*PROBLEM STATEMENT*.
Locate every line in the material that contains the string "cart" and copy each one out in full. Matching is case-sensitive.

*ENTRIES SUPPLIED*.
══════════

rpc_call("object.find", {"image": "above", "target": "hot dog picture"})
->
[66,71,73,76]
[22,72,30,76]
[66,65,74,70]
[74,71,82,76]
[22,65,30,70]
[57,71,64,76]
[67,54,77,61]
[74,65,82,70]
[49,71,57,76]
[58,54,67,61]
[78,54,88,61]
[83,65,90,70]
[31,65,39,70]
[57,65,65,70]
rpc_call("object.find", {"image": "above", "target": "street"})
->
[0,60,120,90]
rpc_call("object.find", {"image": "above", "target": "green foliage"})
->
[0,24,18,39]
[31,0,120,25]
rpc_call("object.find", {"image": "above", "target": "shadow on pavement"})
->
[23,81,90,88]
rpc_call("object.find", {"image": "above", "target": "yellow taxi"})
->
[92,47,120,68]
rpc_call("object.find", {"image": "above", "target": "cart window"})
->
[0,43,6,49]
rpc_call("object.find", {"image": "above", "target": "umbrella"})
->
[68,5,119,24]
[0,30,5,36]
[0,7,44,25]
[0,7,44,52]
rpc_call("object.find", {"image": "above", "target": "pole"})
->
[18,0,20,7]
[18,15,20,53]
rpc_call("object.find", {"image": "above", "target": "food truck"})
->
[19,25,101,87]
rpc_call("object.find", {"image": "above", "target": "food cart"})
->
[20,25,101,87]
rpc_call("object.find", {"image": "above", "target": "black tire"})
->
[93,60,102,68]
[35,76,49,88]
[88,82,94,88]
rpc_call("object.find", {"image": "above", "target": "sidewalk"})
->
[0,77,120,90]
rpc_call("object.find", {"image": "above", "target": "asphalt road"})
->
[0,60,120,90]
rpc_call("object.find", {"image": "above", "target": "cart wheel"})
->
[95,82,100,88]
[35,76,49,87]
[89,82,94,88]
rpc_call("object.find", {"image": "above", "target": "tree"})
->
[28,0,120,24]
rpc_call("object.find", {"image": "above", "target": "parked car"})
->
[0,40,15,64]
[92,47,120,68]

══════════

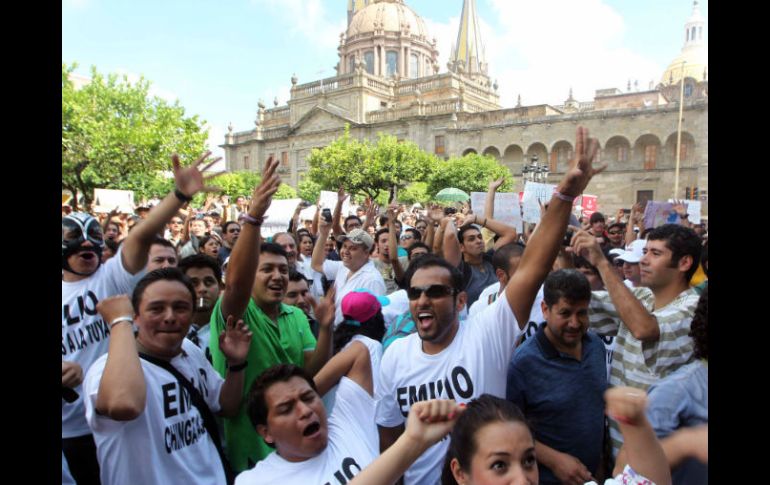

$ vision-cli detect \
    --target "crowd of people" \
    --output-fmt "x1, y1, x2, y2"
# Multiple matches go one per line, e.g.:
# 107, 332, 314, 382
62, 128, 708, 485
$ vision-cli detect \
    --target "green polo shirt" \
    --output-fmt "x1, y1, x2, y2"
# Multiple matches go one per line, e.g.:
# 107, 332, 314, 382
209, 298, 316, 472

══════════

*RESULT OF THE EXERCISE*.
rpc_call("object.find", {"image": "above", "target": "cart window"})
rpc_call("object.find", {"image": "above", "target": "food cart"})
rpc_call("object.find", {"image": "above", "target": "cart wheel"})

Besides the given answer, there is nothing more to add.